_Supplied passage_
-=-=-
Moreover, differences between voltage deviations in all scenarios compared to the nominal voltage are quantified using the mean absolute error (MAE). That way, additional comparisons can be made and provide interesting insights into the effects of offer prices and demand elasticity on voltage levels and voltage deviations. In Table 4 and Figure 9, deviations from the nominal voltage are quantified using MAE for all voltage deviations (dU), positive voltage deviations (dU+) and negative voltage deviations (dU).
From Table 4 and Figure 9, it can be observed that in the SREF scenario, MEA for all voltage deviations equals to 1.30% of the nominal voltage, and the dominant are negative voltage deviations (1.43% for the negative compared to the 1.07% for the positive deviations). The sum of the deviations led to the decrease of the voltage levels from the nominal by −0.486%, as seen in Table 3 and Figure 8. In all scenarios that include simulation of the active LET (scenarios S1–S4), MAE is nearly halved for all voltage deviations (ranges from 0.65% to 0.73%). In the S1 scenario (high supply prices, increased demand elasticity) the MAE of all voltage deviations equals 0.70%, with the domination higher impact of positive voltage deviations (0.71%) compared to the MAE of negative voltage deviations (0.70%). However, even though the MAE of positive voltage deviations is higher, the average voltage level dropped by 0.022% compared to the nominal, which means that there is a larger number of the negative voltage deviations. The effects of the decreased demand elasticity in the S2 scenario led to a decrease in total energy consumption and decrease in volumes of locally traded electricity (Figure 6 and Table 2). That, in turn, led to the decrease of voltage deviations (all, positive, and negative) (Table 4, Figure 9) and to a slight rise of the average voltage level (Table 3, Figure 8), in comparison with the S1 scenario. The decrease of supply offering prices in scenarios S3 and S4 led to an increase in the total energy consumption, production, and increase in volumes of locally traded electricity (Figure 6 and Table 2). Moreover, it led to the exports to the upstream grid, which in turn led to the upstream power flows, increase of average voltage level (Table 3, Figure 8), and to the increase of voltage deviations, especially positive voltage deviations (Table 4, Figure 9), in comparison with the scenarios S1 and S2. Finally, it can be seen that the MAE of voltage deviations in the scenarios with the active LET are, on average, 54% lower than in the SREF scenario.
-=-=-
_Entries provided_
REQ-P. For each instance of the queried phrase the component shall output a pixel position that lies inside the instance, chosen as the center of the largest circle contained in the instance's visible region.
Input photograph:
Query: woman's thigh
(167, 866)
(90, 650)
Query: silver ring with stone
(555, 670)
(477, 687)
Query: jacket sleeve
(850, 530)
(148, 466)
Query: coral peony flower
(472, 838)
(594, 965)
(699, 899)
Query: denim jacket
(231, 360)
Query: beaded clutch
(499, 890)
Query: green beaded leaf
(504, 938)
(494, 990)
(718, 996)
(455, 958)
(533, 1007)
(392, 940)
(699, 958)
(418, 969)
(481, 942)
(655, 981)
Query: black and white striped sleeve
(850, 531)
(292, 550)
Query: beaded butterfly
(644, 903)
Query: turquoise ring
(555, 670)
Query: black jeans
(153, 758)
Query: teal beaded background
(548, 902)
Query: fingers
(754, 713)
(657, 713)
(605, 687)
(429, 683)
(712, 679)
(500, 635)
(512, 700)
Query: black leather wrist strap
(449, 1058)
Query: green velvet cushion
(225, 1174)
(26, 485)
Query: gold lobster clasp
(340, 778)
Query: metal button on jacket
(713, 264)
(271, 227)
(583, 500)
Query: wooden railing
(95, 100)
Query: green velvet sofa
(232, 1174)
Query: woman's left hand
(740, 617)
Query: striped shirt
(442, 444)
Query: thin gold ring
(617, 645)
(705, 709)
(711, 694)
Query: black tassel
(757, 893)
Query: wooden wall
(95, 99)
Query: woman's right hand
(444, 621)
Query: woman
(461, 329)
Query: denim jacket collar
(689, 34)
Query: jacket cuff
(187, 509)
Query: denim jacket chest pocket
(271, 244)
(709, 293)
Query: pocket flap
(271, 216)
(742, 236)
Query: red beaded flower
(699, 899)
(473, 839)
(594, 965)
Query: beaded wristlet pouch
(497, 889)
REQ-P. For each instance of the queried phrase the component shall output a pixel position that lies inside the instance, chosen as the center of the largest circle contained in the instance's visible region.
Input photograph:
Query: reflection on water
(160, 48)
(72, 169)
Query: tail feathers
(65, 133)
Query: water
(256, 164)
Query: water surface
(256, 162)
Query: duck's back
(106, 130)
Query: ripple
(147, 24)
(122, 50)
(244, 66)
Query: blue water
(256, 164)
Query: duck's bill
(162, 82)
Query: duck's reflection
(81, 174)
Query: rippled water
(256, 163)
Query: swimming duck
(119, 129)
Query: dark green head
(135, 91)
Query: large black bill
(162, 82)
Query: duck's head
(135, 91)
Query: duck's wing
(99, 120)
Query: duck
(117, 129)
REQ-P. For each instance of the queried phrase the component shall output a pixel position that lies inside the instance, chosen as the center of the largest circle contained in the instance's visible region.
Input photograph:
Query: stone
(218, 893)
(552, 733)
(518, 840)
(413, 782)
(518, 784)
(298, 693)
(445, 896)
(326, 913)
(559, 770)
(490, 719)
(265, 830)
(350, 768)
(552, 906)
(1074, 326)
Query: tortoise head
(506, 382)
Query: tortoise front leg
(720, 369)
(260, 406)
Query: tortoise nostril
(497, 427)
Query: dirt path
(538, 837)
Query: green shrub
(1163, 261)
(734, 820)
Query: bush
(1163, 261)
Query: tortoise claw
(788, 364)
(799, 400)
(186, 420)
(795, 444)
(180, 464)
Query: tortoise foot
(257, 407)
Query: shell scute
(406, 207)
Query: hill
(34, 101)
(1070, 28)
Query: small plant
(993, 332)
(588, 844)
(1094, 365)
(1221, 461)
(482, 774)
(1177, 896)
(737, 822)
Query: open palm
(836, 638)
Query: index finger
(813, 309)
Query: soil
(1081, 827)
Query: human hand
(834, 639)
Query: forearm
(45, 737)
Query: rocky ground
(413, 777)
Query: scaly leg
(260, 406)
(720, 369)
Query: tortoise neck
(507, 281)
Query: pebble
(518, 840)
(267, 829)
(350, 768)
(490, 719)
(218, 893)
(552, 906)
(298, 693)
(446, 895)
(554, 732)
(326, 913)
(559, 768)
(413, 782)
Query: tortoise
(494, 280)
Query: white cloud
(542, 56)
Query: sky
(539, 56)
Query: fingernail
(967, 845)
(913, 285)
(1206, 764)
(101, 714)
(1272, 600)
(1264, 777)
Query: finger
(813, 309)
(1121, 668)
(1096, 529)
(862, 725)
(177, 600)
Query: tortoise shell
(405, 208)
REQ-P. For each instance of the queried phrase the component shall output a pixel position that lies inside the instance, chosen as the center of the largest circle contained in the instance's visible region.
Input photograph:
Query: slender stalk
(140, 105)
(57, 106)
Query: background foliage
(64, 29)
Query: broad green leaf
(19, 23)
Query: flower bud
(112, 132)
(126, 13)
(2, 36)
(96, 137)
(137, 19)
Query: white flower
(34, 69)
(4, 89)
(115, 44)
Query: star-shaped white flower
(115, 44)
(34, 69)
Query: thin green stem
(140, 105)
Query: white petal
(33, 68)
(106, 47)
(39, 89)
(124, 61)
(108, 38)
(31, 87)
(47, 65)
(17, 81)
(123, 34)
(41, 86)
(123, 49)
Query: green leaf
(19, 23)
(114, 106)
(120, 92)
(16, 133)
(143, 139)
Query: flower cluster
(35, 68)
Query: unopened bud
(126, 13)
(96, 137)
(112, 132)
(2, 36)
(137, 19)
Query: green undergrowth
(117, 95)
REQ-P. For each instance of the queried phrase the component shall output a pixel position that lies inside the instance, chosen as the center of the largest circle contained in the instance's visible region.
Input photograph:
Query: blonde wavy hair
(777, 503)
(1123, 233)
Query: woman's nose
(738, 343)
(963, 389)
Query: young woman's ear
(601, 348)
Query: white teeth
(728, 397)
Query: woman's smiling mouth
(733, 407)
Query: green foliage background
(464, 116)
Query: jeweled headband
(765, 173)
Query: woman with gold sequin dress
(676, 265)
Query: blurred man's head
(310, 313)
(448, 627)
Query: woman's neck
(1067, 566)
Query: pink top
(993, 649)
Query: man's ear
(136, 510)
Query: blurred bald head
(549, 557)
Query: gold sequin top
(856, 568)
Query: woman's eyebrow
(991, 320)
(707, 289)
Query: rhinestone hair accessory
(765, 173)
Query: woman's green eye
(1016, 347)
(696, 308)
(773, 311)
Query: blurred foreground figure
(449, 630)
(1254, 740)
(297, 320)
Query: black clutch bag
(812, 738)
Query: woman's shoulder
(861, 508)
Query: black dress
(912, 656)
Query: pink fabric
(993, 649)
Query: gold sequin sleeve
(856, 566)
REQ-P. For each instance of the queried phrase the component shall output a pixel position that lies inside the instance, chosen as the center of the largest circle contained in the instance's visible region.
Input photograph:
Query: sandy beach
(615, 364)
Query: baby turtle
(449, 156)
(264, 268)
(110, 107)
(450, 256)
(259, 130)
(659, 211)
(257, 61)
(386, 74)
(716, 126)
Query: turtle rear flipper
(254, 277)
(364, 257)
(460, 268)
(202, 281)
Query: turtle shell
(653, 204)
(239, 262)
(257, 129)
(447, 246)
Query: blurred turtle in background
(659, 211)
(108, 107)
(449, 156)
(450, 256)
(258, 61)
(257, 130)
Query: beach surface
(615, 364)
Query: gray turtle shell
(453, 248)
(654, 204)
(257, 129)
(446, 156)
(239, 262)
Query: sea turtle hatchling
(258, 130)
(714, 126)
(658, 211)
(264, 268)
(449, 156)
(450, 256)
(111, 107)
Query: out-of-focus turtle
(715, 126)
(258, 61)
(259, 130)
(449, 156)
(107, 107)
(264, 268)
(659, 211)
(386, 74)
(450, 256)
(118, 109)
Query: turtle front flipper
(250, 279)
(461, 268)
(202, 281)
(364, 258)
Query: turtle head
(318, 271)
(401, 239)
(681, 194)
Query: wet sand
-=-=-
_Instruction_
Transcribe the part of the voltage deviation passage that opens with the words containing "Moreover, differences between" and closes with "voltage deviations (dU).".

_Solution_
Moreover, differences between voltage deviations in all scenarios compared to the nominal voltage are quantified using the mean absolute error (MAE). That way, additional comparisons can be made and provide interesting insights into the effects of offer prices and demand elasticity on voltage levels and voltage deviations. In Table 4 and Figure 9, deviations from the nominal voltage are quantified using MAE for all voltage deviations (dU), positive voltage deviations (dU+) and negative voltage deviations (dU).